As for Captain Starwind, looking back through his tweets, I think he merely lashed out in a poor attempt to try and save face. I can't tell if he has the potential to be a good member of the verse or not yet. It's too early in the game. I don't like the comments he's made, and I don't like that he's offended my friend Kit, but I also know that we're all human, we make mistakes, and how difficult it is to start tweeting the verse for the first time. I doubt if many of you remember me 30,000 tweets ago when I first came here, but I made several. I still do...It's a wonder you put up with me.

I think we're in a bit of a funk right now. We've had so many haters come at us, that we've been forced to put up our shields. It's hard to make friends, be it in real life or over the verse. The verse was made as a refuge for tweeps...a place where everyone belonged, no matter how canon or uncanon they were. I'd hate for other RPers to find us unaccepting, because then the beauty of our verse is lost on them, and we, in turn, get less people to interact with.

Some of the new members are tweeters that I've met as I've increased my follower numbers...people who have tweeted me and joined our verse because they had a desire to meet each of you as well. I hope you'll extend them a welcome as you did me.

Well, there you have it. A full thesis from the guy who normally keeps quiet. I hope I haven't offended anyone by my sermon, but I consider you all my friends, so I chose to speak freely.

MTFBWY, even if you're part of the Rebel Alliance and a traitor,

Darth Vader

Sunday, January 10, 2010

Darth Vader, poet laureate...

Mood: So Angry I don't even wish to discuss it...
Music: Nocturne in E-flat major - Chopin

You can't always get what you want...but if you try sometimes, you might find, you get what you need.

Or, so say the Rolling Stones.

Today my master placed me in a reflective Anger Management seminar. Not anger management to take away one's anger, mind you, but to manage the emotion to get the best results. Pure anger is what I'm striving for here...

So, how come they made me write a blasted poem?! On my "feelings?!"

Here's the result of their little shindig:

Don't ask me how I feel - by Darth Vader

Cold. Menacing...
power lying dormant.
A sleeping dragon.
For now.
I can wait until *he* surfaces...
That wretched scum...out in the wastelands of Tatooine, no doubt.
Lying in wait, goading and taunting me...
Bastard.
KENOBI!!!
You tell me you're my brother...

§ **To be done**
• A. In the blog text, what music is listed for the entry dated Sunday, January 10, 2010?
• B. For each statement, say whether it agrees with the blog text, and quote the words that decide it. (i) The verse was made as a refuge for tweeps. (ii) The anger management seminar was meant to take away one's anger. (iii) The writer made no mistakes when first coming to the verse.
Answer from the blog text alone, without outside knowledge.

§ **Dataset extract**
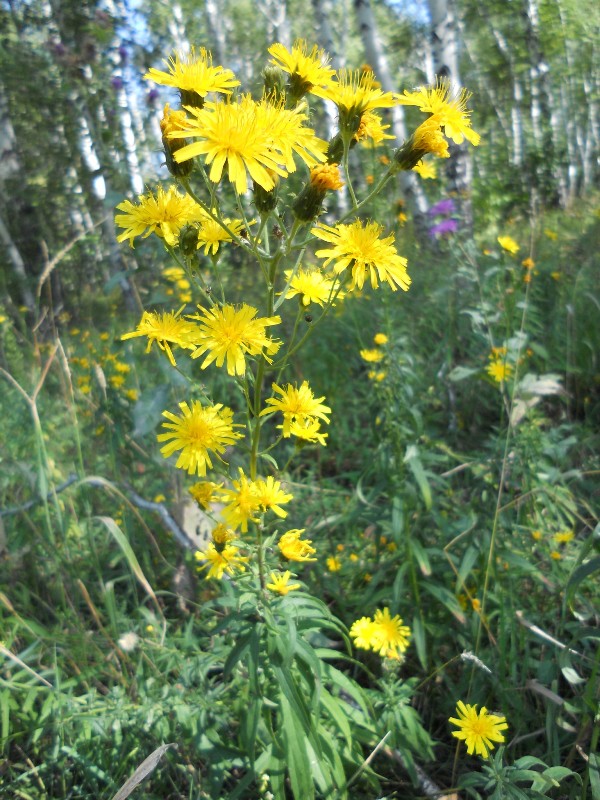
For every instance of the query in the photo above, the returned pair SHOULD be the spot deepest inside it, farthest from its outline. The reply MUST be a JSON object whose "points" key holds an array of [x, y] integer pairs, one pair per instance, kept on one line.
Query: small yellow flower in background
{"points": [[383, 634], [295, 548], [478, 731], [228, 560], [447, 106], [372, 356], [371, 131], [211, 234], [194, 73], [165, 329], [228, 334], [563, 537], [508, 243], [311, 286], [197, 431], [280, 583], [270, 495], [426, 170], [361, 249], [297, 405], [164, 214], [306, 69], [205, 492], [242, 503], [333, 563], [499, 371]]}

§ **Full solutions**
• A. Nocturne in E-flat major by Chopin.

• B.
(i) Yes: "The verse was made as a refuge for tweeps"
(ii) No: "Not anger management to take away one's anger"
(iii) No: "but I made several"